» GOAL OF THE EXERCISE
Copy the items below word for word, starting at the line that contains "Pin every instance of the patterned umbrella" and running through the last line of the items.

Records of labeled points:
= = = = = = =

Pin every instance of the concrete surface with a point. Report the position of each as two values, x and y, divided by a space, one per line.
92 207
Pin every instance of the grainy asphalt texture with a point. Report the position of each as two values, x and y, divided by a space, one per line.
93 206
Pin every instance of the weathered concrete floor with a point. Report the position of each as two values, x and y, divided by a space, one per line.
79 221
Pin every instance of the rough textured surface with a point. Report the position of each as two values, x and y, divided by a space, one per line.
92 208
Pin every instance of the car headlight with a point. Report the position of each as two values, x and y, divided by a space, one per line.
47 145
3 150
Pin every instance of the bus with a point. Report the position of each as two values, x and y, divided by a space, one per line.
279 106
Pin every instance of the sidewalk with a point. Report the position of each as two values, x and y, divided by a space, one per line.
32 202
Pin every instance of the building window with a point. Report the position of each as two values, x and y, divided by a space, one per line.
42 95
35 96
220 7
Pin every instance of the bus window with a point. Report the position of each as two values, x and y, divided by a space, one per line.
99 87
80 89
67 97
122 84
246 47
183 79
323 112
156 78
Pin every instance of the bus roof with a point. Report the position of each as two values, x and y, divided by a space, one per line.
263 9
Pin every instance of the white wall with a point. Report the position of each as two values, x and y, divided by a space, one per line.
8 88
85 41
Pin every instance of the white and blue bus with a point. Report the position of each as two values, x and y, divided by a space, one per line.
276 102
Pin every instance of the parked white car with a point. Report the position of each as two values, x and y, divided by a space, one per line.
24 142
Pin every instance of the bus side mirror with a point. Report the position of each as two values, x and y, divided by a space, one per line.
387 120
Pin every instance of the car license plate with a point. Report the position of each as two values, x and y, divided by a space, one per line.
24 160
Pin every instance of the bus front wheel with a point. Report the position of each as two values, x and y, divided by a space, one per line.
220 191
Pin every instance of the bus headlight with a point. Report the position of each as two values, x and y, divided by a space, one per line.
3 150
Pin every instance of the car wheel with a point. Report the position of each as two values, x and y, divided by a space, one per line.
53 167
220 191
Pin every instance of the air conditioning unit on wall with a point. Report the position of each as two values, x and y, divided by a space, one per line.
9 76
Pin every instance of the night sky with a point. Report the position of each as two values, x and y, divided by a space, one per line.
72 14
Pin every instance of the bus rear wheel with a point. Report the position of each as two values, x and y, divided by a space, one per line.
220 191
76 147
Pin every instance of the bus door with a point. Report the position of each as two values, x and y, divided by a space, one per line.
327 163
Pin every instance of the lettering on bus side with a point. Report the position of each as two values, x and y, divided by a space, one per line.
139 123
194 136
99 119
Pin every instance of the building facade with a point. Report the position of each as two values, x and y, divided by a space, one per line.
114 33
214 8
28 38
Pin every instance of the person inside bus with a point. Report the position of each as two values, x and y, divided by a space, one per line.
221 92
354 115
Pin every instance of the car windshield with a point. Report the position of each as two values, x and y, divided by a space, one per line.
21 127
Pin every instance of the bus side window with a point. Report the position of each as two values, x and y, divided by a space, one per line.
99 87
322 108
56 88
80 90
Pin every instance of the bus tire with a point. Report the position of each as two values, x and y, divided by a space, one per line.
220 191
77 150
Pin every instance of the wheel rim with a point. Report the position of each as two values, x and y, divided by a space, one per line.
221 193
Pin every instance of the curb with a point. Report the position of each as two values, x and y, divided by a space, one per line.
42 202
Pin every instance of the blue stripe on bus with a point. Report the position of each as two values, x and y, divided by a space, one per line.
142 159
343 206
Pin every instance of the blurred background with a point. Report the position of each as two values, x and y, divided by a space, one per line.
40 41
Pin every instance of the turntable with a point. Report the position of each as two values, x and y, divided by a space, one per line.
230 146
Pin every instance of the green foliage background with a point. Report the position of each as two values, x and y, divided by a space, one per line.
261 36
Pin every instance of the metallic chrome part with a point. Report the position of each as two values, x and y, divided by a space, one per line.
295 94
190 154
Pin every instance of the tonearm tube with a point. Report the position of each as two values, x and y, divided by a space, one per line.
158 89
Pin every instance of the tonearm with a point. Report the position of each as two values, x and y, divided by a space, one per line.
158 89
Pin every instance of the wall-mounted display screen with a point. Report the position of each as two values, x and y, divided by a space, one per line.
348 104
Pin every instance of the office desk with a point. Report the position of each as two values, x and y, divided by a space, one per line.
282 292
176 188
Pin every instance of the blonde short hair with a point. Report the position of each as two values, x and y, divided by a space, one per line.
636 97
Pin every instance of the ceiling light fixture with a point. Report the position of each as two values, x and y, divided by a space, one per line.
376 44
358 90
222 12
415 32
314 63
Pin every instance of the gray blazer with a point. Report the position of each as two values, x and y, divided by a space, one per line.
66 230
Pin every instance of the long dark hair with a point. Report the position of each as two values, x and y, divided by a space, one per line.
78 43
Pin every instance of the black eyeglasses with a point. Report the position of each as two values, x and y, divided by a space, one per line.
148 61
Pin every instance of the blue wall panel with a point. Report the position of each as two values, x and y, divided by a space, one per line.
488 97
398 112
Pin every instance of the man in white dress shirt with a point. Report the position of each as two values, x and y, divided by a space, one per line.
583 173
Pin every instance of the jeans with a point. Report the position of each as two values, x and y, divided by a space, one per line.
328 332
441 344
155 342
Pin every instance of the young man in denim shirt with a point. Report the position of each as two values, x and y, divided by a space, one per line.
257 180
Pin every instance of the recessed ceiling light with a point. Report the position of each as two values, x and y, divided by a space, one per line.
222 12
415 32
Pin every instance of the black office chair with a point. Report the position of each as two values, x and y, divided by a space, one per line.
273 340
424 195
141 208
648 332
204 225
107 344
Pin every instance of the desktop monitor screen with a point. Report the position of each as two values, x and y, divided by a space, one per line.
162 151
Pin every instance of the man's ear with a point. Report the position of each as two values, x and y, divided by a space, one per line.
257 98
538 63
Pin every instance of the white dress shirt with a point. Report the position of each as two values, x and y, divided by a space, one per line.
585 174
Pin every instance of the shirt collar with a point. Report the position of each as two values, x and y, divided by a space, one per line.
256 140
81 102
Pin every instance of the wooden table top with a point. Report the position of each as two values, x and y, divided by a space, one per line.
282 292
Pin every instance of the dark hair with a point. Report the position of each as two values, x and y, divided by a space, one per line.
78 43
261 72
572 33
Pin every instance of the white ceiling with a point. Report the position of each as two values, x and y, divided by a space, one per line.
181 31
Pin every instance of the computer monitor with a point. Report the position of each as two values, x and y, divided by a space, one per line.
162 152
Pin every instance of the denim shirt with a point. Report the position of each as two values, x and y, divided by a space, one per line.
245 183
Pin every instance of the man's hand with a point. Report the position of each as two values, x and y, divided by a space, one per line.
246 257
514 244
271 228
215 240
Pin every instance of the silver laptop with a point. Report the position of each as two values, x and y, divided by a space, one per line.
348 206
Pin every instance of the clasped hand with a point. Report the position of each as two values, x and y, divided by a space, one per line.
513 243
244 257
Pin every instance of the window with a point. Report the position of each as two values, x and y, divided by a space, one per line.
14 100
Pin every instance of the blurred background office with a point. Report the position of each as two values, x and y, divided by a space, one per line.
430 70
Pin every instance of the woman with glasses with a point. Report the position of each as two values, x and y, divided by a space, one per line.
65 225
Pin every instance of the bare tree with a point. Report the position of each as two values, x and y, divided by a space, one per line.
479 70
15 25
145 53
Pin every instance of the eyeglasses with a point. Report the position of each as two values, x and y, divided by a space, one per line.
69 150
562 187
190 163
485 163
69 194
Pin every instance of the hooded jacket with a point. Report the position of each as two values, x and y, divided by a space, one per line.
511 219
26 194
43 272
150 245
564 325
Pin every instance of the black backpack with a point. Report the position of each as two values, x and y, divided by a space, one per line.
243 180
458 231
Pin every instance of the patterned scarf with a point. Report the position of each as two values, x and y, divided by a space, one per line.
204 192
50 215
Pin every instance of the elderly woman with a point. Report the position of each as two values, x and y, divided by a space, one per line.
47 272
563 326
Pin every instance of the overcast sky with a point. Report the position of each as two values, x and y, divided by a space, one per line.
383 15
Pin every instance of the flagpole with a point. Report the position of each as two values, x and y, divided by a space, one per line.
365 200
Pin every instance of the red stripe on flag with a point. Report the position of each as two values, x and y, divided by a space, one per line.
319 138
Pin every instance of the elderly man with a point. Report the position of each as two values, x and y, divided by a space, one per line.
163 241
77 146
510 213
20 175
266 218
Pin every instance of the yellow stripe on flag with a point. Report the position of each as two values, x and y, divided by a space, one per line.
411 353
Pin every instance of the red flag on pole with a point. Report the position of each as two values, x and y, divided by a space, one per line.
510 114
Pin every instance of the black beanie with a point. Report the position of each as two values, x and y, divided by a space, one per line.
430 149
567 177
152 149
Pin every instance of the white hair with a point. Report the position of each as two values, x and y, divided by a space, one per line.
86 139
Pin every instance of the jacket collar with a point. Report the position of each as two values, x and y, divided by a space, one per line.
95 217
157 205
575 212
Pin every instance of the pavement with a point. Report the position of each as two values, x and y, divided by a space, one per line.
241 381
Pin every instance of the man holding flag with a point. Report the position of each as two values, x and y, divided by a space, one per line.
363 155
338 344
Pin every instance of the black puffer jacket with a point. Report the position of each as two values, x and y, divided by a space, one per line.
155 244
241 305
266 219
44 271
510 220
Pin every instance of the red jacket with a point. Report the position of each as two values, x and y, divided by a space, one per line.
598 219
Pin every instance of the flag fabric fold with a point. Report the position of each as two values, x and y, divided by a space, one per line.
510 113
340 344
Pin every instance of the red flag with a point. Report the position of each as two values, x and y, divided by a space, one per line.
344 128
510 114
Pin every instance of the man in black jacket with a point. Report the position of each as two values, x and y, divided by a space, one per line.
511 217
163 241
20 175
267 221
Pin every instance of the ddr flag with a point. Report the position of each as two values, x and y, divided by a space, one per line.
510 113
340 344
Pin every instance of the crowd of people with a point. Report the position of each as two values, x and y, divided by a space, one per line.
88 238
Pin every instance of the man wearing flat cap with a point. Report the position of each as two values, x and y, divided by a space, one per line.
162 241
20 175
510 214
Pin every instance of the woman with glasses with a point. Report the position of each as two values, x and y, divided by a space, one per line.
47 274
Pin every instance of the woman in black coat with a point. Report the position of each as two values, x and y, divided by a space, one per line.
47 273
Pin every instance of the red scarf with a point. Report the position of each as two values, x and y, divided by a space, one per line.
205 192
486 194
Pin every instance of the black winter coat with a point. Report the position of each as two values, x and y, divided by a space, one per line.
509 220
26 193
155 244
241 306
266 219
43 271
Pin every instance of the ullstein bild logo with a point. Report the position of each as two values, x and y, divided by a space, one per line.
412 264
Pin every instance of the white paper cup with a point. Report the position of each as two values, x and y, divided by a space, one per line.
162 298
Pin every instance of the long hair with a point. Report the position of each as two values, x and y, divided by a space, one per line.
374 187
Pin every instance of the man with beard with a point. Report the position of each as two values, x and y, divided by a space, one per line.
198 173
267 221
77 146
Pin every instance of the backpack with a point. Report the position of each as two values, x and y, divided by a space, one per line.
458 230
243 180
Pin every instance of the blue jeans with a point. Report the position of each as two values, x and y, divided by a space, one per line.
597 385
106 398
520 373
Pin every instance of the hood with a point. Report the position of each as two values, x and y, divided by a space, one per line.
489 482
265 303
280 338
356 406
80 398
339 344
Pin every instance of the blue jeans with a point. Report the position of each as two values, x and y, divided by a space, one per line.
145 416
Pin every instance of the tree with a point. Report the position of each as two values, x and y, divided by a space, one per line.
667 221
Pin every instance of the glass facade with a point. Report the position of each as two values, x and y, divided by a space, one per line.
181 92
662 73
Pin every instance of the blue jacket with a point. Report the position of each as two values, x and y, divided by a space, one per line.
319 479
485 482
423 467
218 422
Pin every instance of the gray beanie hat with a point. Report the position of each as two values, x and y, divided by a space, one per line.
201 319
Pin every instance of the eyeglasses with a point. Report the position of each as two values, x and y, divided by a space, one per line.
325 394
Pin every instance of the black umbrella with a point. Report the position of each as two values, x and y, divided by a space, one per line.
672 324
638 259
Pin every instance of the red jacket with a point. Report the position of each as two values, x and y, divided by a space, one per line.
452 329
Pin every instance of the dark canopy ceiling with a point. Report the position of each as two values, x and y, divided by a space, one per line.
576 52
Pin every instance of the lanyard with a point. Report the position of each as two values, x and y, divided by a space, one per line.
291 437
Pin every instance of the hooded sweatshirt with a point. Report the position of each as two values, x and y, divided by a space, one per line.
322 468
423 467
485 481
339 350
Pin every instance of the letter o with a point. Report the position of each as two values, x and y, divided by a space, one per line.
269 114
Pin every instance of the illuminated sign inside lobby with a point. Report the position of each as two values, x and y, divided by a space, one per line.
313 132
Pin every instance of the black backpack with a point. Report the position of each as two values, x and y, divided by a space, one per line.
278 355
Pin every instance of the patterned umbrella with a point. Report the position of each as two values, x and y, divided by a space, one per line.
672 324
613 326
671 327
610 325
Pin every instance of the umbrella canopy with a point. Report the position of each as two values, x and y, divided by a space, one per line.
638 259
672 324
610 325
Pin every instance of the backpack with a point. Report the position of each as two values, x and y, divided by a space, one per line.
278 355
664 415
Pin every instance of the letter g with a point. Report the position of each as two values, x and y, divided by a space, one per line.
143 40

= = = = = = =

» RESULT
Pin every instance of the patterned umbrella with a point. Report the position of each as two values, x and y, divided by a space, one per line.
672 324
613 326
671 327
610 325
Pin every instance of the umbrella canopy with a point. Report the position of each as two values, x and y, divided by a space, one per line.
638 259
672 324
610 325
Pin every instance of the backpack with a point. Report the position of each as two values, x and y, divided by a space, one per line.
278 355
664 415
Pin every instance of the letter g with a point. Report the position of each as two values, x and y, divided by a space, one per line.
143 40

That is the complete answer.